→ WORK TO BE COMPLETED:
Output every entry exactly, without any pictures.

→ SUPPLIED MATERIAL:
== == ==

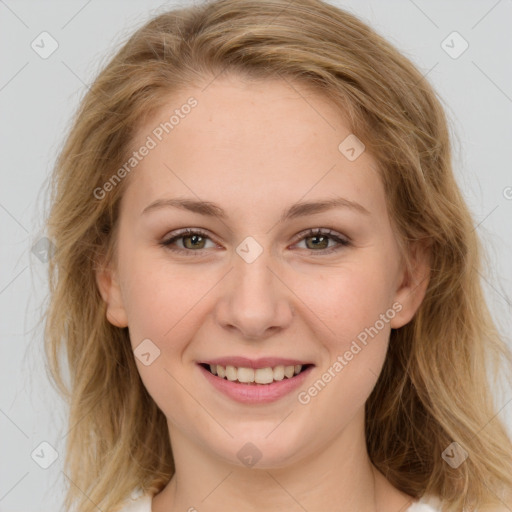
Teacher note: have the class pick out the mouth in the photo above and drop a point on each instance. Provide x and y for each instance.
(256, 376)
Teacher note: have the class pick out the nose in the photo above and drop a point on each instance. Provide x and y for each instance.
(255, 301)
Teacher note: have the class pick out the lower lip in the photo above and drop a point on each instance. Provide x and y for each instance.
(256, 393)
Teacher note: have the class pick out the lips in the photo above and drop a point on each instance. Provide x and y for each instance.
(262, 362)
(253, 392)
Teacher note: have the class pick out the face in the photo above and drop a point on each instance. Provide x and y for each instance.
(259, 282)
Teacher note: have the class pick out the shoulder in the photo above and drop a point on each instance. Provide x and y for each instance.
(137, 502)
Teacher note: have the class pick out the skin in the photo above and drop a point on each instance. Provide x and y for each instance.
(255, 148)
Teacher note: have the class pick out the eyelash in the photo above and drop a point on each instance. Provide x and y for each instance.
(343, 242)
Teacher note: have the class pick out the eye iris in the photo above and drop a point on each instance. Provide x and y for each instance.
(323, 244)
(195, 238)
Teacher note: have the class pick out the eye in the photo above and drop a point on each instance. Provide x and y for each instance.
(320, 239)
(192, 240)
(195, 240)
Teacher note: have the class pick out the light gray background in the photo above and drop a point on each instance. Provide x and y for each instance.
(38, 96)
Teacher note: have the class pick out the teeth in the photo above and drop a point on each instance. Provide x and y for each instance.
(258, 376)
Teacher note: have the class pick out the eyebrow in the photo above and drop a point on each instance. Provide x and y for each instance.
(300, 209)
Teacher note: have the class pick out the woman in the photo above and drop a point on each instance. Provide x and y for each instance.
(267, 280)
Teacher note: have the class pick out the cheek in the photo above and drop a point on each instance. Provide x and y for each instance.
(349, 300)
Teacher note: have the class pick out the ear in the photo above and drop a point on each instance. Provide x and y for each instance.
(110, 291)
(412, 284)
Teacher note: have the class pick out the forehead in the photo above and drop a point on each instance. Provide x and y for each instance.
(245, 141)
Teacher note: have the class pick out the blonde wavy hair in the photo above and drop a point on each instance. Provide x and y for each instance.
(435, 386)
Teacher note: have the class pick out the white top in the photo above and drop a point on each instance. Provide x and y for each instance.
(139, 502)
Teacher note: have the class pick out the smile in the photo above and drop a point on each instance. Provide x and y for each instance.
(266, 375)
(255, 385)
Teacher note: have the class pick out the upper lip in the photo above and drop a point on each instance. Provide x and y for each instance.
(262, 362)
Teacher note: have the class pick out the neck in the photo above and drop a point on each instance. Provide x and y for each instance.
(337, 477)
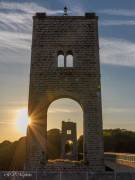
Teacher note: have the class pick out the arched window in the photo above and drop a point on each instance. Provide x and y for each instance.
(60, 59)
(69, 60)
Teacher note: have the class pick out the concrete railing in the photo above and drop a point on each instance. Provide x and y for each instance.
(122, 158)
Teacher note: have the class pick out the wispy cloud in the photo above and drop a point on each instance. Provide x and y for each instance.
(119, 110)
(117, 52)
(117, 22)
(118, 12)
(16, 28)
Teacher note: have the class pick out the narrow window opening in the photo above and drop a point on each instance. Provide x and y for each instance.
(60, 60)
(68, 131)
(69, 60)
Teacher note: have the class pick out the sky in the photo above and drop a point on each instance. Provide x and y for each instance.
(117, 57)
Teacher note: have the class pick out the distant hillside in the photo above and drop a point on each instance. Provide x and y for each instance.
(12, 155)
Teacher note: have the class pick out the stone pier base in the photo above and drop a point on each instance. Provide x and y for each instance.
(42, 175)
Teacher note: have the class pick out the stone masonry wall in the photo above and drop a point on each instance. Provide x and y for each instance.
(79, 35)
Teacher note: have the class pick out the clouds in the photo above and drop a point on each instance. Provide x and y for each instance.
(117, 23)
(118, 12)
(117, 52)
(16, 29)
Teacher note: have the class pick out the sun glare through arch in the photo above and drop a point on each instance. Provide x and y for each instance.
(22, 121)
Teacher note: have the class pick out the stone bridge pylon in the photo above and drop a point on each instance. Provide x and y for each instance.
(65, 64)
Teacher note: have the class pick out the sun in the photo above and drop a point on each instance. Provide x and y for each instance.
(22, 120)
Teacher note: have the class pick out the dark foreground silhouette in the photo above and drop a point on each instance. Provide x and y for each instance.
(12, 154)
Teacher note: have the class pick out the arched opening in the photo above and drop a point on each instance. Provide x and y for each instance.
(60, 60)
(64, 129)
(69, 60)
(69, 147)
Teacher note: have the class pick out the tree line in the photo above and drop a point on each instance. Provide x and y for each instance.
(12, 154)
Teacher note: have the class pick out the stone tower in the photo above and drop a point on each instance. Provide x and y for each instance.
(69, 134)
(65, 63)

== == ==

→ OUTPUT FOR THIS EXERCISE:
Teacher note: have the class pick out the mouth in the photo above and drop a point on each instance. Provide x and y for each instance.
(256, 376)
Teacher note: have the class pick out the nose in the photo above and drop a point on each instance. Provide x and y for each instance.
(255, 301)
Teacher note: have the class pick out the lower lip in the photo above and drop a point on each instance. Provide x and y for each instance.
(256, 393)
Teacher note: have the class pick out the lips in the photo above and drop a point on each instance. Provide x and y for each instance.
(262, 362)
(253, 392)
Teacher note: have the class pick out the face in the photo above and drop a point on each instance. Provide x and y for each instance.
(259, 282)
Teacher note: have the class pick out the shoulder in the photo above and drop a point on each instance. Provide x and y for each instance.
(137, 502)
Teacher note: have the class pick out the skin in the photo above and drop a point on each instance. Provide x and y for each instance.
(255, 148)
Teacher note: have the class pick out the eyelash in the photo above and drop a point on each instance. Provide x and y for each instance.
(343, 242)
Teacher note: have the class pick out the eye iris in the photo above and drop a point on each instance. Provide x and y for each instance.
(323, 244)
(195, 238)
Teacher note: have the class pick out the eye in the photo above and drop a point on each instance. Provide x and y for each instance.
(320, 239)
(192, 240)
(195, 240)
Teacher note: have the class pick out the light gray background in the photo above and drop a point on each instance. Provide x and y for each instance.
(38, 96)
Teacher note: have the class pick out the teeth in the photo above and drop a point on each instance. Provide x and y for each instance.
(258, 376)
Teacher note: have the class pick out the eyebrow in the photo above and drop a point on each instance. Provide x and y for each instance.
(300, 209)
Teacher note: have the class pick out the woman in the photo above and drop a point on each instance. Provide x and y for each instance.
(267, 280)
Teacher note: have the class pick out the cheek in the photo above and drop a point on each instance. Provide x and y for each instance.
(349, 300)
Teacher note: have the class pick out the ear in the photo above and drop a point on each instance. Provide x and y for each instance.
(110, 291)
(412, 284)
Teacher note: have the class pick out the forehead in the photo above and drop a point on each instance. Provide x and y for each instance.
(245, 141)
Teacher note: have the class pick out the blonde wavy hair in the photo above and drop a point on each instance. Provide x and y for each instance.
(435, 386)
Teacher note: have the class pick out the white top in the photo above and drop a point on each instance. Provide x and y for each instance.
(139, 502)
Teacher note: have the class pick out the smile in the photo above and drop a point on each instance. Provide x and y for each instance.
(266, 375)
(255, 385)
Teacher note: have the class pick out the upper lip in the photo above and drop a point on each instance. Provide x and y for each instance.
(262, 362)
Teacher note: have the class pick out the neck in the photo above and drop a point on each instance. Provide x and y for each instance.
(337, 477)
Teacher note: have the class pick out the arched window in the photo above and drop a point on each instance. Provide x and y for each instance.
(60, 59)
(69, 60)
Teacher note: have the class pick out the concrete railing in the photo above and drop a point on each instance. Provide x and y for each instance.
(122, 158)
Teacher note: have the class pick out the wispy cloud in the photo above and drop a point on each instance. Provide x and y for each instance.
(119, 110)
(117, 52)
(117, 22)
(118, 12)
(16, 28)
Teacher note: have the class pick out the narrow window opening in the photo above and drop a point on each instance. Provide x and y for each instance.
(60, 60)
(68, 131)
(69, 60)
Teacher note: have the class pick out the sky in the photo above and drop a point on each instance. Provide x and y for each instance.
(117, 57)
Teacher note: have the class pick out the distant hillside in the photo above and drop a point on each instance. Provide x and y for each instance.
(12, 155)
Teacher note: have the class pick out the stone pier base in the photo above and drop a point on each instance. Provide x and y for each instance.
(42, 175)
Teacher note: have the class pick out the stone masonry wall in the photo above and drop a point on each instance. Provide x and y for each instance.
(79, 35)
Teacher note: have the class pick out the clouds in the photo above and drop a point on each instance. Provide x and y for each instance.
(117, 23)
(118, 12)
(117, 52)
(16, 29)
Teacher note: have the class pick out the sun glare through arch in the photo above and drop a point on each instance. Provide x and y for each instance.
(22, 121)
Teacher note: have the class pick out the stone bridge pylon in the photo above and drop a point on each instance. Provide x and y for each instance.
(65, 64)
Teacher note: have the class pick out the sun in the photo above and drop a point on each instance. Provide x and y for each instance.
(22, 120)
Teacher note: have the class pick out the dark foreground silhouette in the photo above and drop a point on each instance. Provide x and y for each instance.
(12, 154)
Teacher note: have the class pick out the arched opening in the photo above and drop a point on each instance. Provide x and y for each instance.
(60, 60)
(64, 129)
(69, 60)
(69, 147)
Teacher note: have the class pick out the tree line in the photo above and drop a point on each instance. Provide x and y for each instance.
(12, 154)
Teacher note: have the class pick out the stone tower in the photo above and drop a point on each instance. Provide x and y for each instance.
(69, 134)
(65, 63)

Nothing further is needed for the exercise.